• _Brief_
Pull every line from the listing below and reproduce each one character for character, without changing anything.

• _Items listed in a dataset_
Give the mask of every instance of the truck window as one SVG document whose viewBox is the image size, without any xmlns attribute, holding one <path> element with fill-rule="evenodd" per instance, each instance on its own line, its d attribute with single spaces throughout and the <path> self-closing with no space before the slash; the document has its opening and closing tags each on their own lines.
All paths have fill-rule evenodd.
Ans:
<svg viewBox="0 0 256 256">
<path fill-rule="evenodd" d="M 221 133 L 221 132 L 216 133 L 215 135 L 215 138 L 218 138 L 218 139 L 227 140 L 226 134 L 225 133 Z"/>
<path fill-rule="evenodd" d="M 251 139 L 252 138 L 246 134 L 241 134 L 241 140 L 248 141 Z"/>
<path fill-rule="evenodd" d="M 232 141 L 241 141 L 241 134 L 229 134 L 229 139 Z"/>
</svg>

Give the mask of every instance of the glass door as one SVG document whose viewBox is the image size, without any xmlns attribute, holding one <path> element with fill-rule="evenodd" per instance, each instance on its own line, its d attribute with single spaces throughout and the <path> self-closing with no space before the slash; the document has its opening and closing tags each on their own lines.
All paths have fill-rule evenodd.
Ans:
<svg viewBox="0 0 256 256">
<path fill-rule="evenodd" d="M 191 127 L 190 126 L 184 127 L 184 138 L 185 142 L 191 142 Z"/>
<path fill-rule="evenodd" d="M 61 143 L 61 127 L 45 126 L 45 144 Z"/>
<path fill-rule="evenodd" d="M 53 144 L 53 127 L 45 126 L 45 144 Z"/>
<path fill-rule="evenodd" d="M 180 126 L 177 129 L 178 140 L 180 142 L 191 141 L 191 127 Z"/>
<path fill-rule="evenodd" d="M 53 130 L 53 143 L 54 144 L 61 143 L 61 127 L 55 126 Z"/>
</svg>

• _Expected answer_
Give the mask of every instance of the truck window as one SVG document whose viewBox is the image size, without any xmlns attribute, holding one <path> element with fill-rule="evenodd" per instance, each instance on its own line, its d attribute with single spaces throughout and the <path> self-closing with no space before the slash; the document has its opening and closing tags each on their own lines.
All paths have fill-rule evenodd.
Ans:
<svg viewBox="0 0 256 256">
<path fill-rule="evenodd" d="M 221 133 L 221 132 L 216 133 L 215 135 L 215 138 L 218 138 L 218 139 L 227 140 L 226 134 L 225 133 Z"/>
<path fill-rule="evenodd" d="M 251 139 L 252 138 L 246 134 L 241 134 L 241 140 L 248 141 Z"/>
<path fill-rule="evenodd" d="M 232 141 L 241 141 L 241 134 L 229 134 L 229 139 Z"/>
</svg>

Give the mask of every instance of the glass door as one SVG document whose viewBox is the image size, without any xmlns attribute, holding one <path> element with fill-rule="evenodd" per instance, each instance on its own line, its d attribute with single spaces throughout and the <path> self-closing with no space before the slash; the document has its opening and closing tags each on their own lines.
All paths have fill-rule evenodd.
Ans:
<svg viewBox="0 0 256 256">
<path fill-rule="evenodd" d="M 191 127 L 190 126 L 184 127 L 184 138 L 185 142 L 191 142 Z"/>
<path fill-rule="evenodd" d="M 61 143 L 61 127 L 45 126 L 45 144 Z"/>
<path fill-rule="evenodd" d="M 53 144 L 53 127 L 45 126 L 45 144 Z"/>
<path fill-rule="evenodd" d="M 180 126 L 177 129 L 178 140 L 180 142 L 191 141 L 191 127 Z"/>
<path fill-rule="evenodd" d="M 53 130 L 53 143 L 54 144 L 61 143 L 61 127 L 55 126 Z"/>
</svg>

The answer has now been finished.